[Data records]
________________________________________

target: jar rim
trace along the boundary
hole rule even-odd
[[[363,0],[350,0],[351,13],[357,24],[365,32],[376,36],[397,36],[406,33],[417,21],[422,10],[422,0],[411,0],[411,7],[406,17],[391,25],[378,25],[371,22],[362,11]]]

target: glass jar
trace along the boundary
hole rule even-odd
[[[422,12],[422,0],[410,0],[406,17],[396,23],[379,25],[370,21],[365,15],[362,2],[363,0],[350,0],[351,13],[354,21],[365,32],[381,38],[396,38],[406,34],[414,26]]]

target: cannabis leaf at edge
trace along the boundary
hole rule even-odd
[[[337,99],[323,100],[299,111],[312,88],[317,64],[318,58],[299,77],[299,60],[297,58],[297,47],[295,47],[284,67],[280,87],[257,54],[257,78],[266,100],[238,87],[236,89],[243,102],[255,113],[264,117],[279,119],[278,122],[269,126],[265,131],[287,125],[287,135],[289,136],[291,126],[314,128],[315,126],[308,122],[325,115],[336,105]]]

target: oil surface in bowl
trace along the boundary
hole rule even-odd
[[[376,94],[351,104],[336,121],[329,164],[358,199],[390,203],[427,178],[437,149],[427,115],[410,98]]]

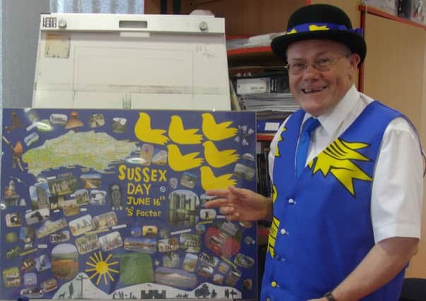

________________________________________

◆ Aim of the task ◆
Change "oil surface" to "liquid surface" in the lines running from the one holding "target: oil surface in bowl" through the end of the records, both ends included, and give those lines back with nothing else altered. Leave the pictures out of your answer.

◆ Written answer ◆
target: liquid surface in bowl
trace along the boundary
hole rule even-odd
[[[376,94],[351,104],[336,121],[329,164],[358,199],[390,203],[427,178],[437,149],[427,115],[410,98]]]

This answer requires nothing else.